*Assigned task 1*. Rewrite the paragraph of the tire particle study that begins "Tire particles (TP) represent" as a short bulleted list that keeps its main facts.
*Assigned task 2*. Continue the tire particle study from the point where it stops.

*Document section*.
****************

Effects of fine tyre particles on in vivo systems (2008)

Research Project in collaboration with EPRI (Electric Power Research Institute in Palo Alto, California, USA), a non-profit corporation, which develops and finances researches about environmental aspects of energy recovery.

Tire particles (TP) represent a significant component of urban air pollution (PM), since it was shown they are above 10% of total PM10 in urban sites with heavy traffic. The purpose of this study was to evaluate the effects of size fractioned TP in an animal exposure model frequently used to assess air pollutants. Potential pro-inflammatory and toxic effects of TP2.5 (<2.5μm) and TP10 (<10μm) were investigated in intratracheally instilled BALB mice. Bronco-alveolar lavage (BAL) was screen for total differential cell profiles, total protein, LDH, alkaline phosphatase (AP), and β-glucuronidase (B-Gluc) as markers of cytotoxicity, GSH and SOD as oxidative potential, tumor necrosis factor (TNF)-α and macrophage inflammatory protein (MIP-2) induction as markers of inflammation. Concomitantly, histological analyses of TP exposed lungs were performed.

****************

*Given entries*.
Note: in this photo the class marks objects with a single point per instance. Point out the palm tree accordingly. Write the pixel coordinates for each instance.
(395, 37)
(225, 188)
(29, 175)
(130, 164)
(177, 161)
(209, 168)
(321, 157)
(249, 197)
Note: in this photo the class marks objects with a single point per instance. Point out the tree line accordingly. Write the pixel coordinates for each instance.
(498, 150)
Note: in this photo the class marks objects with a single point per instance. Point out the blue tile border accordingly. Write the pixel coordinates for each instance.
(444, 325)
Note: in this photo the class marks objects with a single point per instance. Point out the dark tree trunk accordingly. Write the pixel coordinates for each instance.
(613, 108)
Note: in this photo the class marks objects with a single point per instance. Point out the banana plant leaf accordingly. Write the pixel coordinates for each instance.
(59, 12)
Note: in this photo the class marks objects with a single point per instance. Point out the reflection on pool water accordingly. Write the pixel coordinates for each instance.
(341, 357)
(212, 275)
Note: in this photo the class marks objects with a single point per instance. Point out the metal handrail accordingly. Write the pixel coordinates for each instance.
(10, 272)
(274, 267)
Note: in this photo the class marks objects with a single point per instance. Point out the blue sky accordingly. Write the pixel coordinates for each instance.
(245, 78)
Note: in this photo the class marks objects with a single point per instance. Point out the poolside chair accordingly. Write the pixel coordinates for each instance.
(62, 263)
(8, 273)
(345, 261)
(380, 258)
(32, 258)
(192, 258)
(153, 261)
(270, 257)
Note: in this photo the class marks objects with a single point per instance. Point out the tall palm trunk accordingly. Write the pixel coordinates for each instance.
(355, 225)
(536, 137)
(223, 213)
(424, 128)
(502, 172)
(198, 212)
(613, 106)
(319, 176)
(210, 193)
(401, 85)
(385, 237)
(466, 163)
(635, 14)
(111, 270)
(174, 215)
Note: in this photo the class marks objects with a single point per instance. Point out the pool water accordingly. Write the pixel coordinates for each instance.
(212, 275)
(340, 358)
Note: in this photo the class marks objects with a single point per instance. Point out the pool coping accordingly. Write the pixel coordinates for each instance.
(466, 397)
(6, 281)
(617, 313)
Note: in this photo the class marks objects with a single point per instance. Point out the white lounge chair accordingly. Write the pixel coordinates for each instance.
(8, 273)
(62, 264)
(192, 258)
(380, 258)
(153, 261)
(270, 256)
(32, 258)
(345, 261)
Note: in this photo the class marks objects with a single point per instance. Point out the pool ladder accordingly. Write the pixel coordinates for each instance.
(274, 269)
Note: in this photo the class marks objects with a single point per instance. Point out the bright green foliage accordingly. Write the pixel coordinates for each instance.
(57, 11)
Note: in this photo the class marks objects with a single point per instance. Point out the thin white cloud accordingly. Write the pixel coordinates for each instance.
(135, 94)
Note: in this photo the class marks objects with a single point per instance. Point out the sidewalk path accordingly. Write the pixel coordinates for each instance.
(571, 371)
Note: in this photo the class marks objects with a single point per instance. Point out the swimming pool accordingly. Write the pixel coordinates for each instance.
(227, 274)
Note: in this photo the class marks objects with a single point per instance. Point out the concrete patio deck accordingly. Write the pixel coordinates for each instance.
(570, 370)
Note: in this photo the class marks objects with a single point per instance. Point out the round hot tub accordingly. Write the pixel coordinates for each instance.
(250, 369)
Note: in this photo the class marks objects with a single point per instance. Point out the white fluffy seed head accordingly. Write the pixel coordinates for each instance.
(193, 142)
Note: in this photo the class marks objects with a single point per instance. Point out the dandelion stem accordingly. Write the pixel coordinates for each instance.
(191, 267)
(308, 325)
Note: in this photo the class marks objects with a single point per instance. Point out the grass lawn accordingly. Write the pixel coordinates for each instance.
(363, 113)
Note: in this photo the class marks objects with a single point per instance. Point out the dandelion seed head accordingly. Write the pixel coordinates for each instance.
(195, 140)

****************

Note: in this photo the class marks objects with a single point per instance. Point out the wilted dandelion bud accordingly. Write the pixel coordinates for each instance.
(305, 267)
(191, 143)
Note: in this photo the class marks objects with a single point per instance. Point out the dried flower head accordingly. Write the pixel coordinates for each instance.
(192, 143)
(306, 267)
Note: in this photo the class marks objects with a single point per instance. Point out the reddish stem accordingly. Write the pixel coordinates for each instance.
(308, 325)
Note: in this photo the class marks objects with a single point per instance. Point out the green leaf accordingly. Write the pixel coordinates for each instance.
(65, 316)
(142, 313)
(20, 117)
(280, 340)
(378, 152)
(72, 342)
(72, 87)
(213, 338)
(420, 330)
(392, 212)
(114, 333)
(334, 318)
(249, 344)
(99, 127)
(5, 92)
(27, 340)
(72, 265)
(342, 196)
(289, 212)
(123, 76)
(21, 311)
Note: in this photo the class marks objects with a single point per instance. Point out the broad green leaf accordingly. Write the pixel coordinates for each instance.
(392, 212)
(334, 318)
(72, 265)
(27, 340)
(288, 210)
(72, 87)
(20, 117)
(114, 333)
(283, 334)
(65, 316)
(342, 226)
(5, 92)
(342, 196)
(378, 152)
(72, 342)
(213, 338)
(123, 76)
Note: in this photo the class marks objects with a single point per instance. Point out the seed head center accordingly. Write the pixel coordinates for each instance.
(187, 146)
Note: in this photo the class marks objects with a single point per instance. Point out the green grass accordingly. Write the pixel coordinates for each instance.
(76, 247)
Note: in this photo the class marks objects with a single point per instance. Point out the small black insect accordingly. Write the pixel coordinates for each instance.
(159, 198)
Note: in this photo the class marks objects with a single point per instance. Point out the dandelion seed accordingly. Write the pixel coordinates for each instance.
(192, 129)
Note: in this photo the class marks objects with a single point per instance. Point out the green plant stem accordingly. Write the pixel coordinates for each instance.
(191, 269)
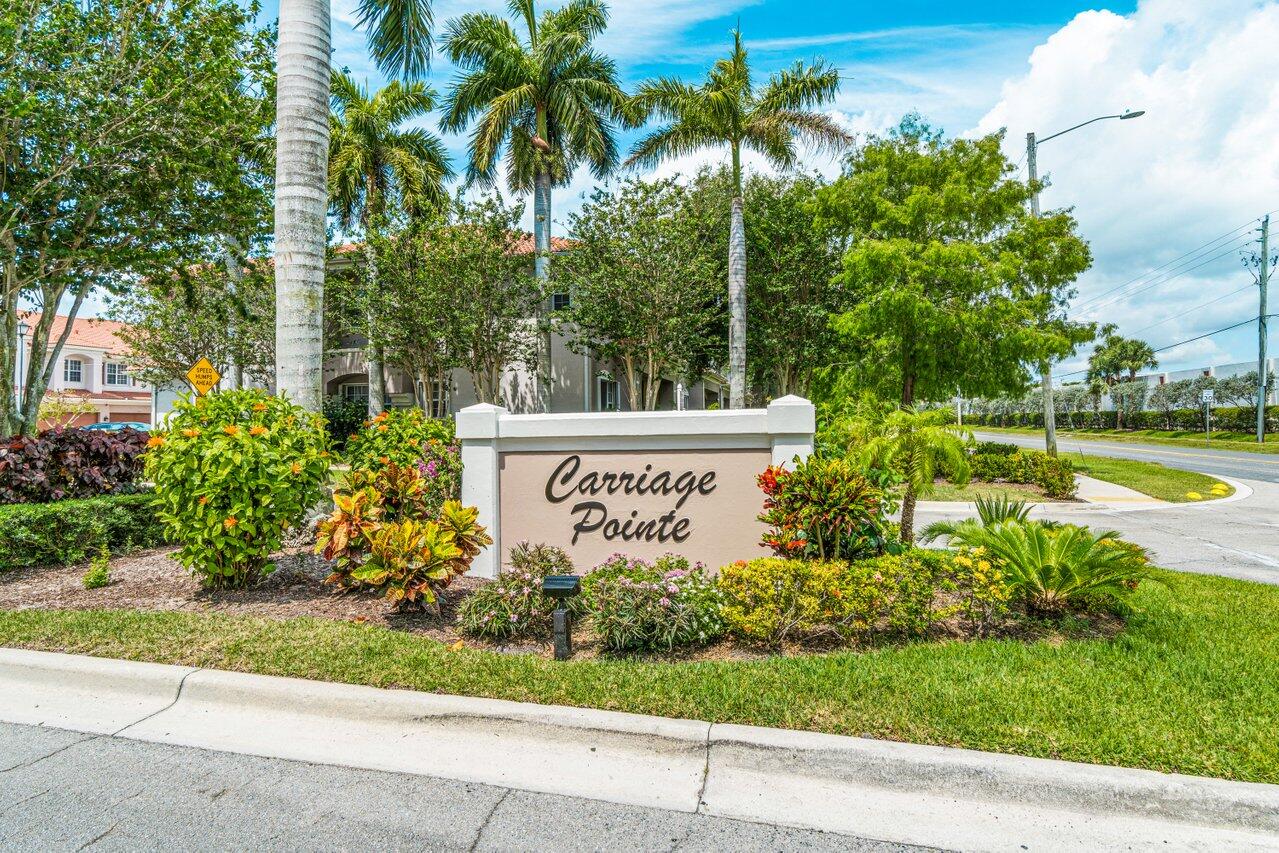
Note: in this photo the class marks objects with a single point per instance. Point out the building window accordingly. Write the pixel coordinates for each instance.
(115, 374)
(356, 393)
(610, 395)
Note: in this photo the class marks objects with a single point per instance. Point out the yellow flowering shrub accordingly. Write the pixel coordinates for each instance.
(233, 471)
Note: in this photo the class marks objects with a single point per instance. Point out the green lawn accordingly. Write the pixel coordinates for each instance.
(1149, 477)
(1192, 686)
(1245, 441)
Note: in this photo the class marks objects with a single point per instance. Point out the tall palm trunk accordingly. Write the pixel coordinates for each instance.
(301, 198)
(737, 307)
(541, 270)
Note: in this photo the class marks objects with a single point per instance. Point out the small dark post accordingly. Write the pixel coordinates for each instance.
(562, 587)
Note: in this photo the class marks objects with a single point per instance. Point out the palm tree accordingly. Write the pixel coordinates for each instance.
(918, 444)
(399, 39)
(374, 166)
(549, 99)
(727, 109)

****************

*Written reply 1*.
- Tire particles (TP) are a significant part of urban air pollution (PM), making up more than 10% of total PM10 at urban sites with heavy traffic.
- The study assessed size-fractioned TP in an animal exposure model often used for air pollutants.
- TP2.5 (<2.5μm) and TP10 (<10μm) were tested for pro-inflammatory and toxic effects in intratracheally instilled BALB mice.
- Bronco-alveolar lavage (BAL) was screened for:
  - total differential cell profiles
  - cytotoxicity markers: total protein, LDH, alkaline phosphatase (AP) and β-glucuronidase (B-Gluc)
  - oxidative potential: GSH and SOD
  - inflammation markers: induction of tumor necrosis factor (TNF)-α and macrophage inflammatory protein (MIP-2)
- Histological analyses of the TP-exposed lungs were performed at the same time.

*Written reply 2*.
A single intratracheal instillation of 10, 100 and 200μg/100μl was used and after 24h mice were euthanized and BAL examined. Changes in inflammatory cellular profiles showed dose-dependent responses after TP10 exposure, while strong cytotoxic effects, like dose-independent increases in total protein, LDH and AP, were observed to be associated to TP2.5 exposure. Histologically, TP10 treated lungs mainly showed inflammatory tissue infiltration, in contrast to TP2.5 treated lungs, where the lyses of the alveolar barrier appeared to be the most characteristic lesion. Our biochemical, cytological and histological results indicated differential lung toxicity mechanisms elicited by size fractioned TP, in agreement with other studies performed on in vivo systems that have shown how transition from the coarse to fine size range (considering both diameter and surface area as particle characteristics) of inhaled or instilled particles are important factors influencing the lung responses.